A la suite de la découverte du polonium dans la fumée de cigarettes au début des années 1960 (Radford EP Jr, Hunt VR, "Polonium 210 : a volatile radioelement in cigarettes", Science (1964) Jan 17 ;143:247-9" et Kelley TF, "Polonium 210 content of mainstream cigarette smoke", Science (1965) Jul 30 ;149:537-8), les grands fabricants américains se sont penchés sur des méthodes susceptibles de réduire les quantités présentes, allant dans le cas de Philip Morris jusqu'à développer le premier laboratoire capable de mesurer de façon fiable les doses libérées. En dépit de résultats internes favorables indiquant que la présence de polonium était deux à trois fois inférieure aux premières estimations (Martell E., "Radioactivity of tobacco trichomes and insoluble cigarette smoke particles", Nature (1974) 249:215–217), la décision fut prise par les avocats de la compagnie de ne pas publier cette information, le risque en termes de relations publiques et de procès étant perçu comme très supérieur aux bénéfices d'une telle annonce (Seligman R., Philip Morris. January 18, 1990. Bates no. 100372 5602. R. Seligman, « America’s electric energy companies’ad »).
En outre, les diverses tentatives menées par les compagnies pour diminuer la présence du polonium dans les plants se révélaient insatisfaisantes (Philip Morris, « Radiochemistry polonium », 15 avril 1977 ; W. Gannon, « 210Po Manuscript », 30 mai 1978 ; Monique E. Muggli, Jon O. Ebbert, Channing Robertson, et Richard D. Hurt, « Waking a Sleeping Giant : The Tobacco Industry’s Response to the Polonium-210 Issue », American Journal of Public Health 98(9):1643-1650). Communiquer sur ce sujet risquait, selon ces responsables, de "réveiller un géant endormi" en générant une nouvelle controverse (P. Eichorn, « note manuscrite », 2 juin 1978).

## JEU DE DONNÉES
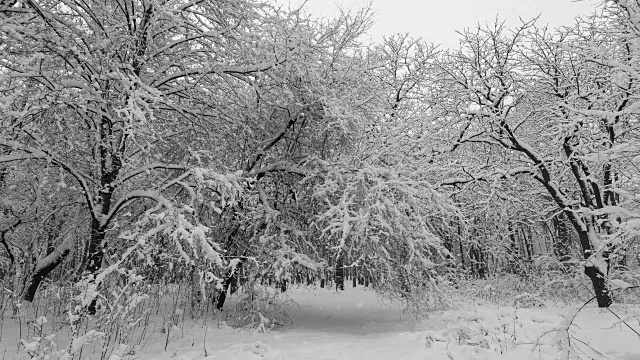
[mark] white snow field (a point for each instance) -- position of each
(353, 325)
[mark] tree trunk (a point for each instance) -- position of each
(598, 280)
(339, 274)
(46, 265)
(561, 241)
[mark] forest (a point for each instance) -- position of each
(198, 152)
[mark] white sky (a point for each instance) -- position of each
(437, 21)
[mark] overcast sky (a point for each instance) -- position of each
(437, 21)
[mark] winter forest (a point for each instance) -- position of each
(236, 179)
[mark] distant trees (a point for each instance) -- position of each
(242, 138)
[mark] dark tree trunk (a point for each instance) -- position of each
(46, 265)
(230, 284)
(562, 241)
(603, 296)
(339, 274)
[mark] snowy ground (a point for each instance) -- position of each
(353, 325)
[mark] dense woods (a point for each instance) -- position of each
(234, 146)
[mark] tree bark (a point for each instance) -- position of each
(339, 274)
(46, 265)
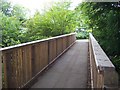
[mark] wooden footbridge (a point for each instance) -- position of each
(57, 62)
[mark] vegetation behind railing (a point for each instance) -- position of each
(103, 74)
(24, 62)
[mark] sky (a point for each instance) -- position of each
(39, 5)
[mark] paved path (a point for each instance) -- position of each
(69, 71)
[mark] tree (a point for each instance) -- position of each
(104, 19)
(55, 21)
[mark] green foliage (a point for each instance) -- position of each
(57, 20)
(10, 27)
(104, 20)
(16, 28)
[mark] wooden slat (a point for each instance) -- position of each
(23, 62)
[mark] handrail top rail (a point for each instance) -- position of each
(33, 42)
(101, 59)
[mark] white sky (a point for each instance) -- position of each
(34, 5)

## TÂCHES ET EXERCICES
(A) D'après l'extrait, qui a décidé de ne pas rendre publics les résultats internes de Philip Morris sur le polonium ?
(B) Relevez dans l'extrait le passage qui commence par « En outre, les » et se poursuit jusqu'à « 2 juin 1978). » inclus.
Les lignes forment un matériau distinct, sans lien avec l'extrait.

## RÉPONSES ÉCRITES
(A) Les avocats de la compagnie.

(B)
En outre, les diverses tentatives menées par les compagnies pour diminuer la présence du polonium dans les plants se révélaient insatisfaisantes (Philip Morris, « Radiochemistry polonium », 15 avril 1977 ; W. Gannon, « 210Po Manuscript », 30 mai 1978 ; Monique E. Muggli, Jon O. Ebbert, Channing Robertson, et Richard D. Hurt, « Waking a Sleeping Giant : The Tobacco Industry’s Response to the Polonium-210 Issue », American Journal of Public Health 98(9):1643-1650). Communiquer sur ce sujet risquait, selon ces responsables, de "réveiller un géant endormi" en générant une nouvelle controverse (P. Eichorn, « note manuscrite », 2 juin 1978).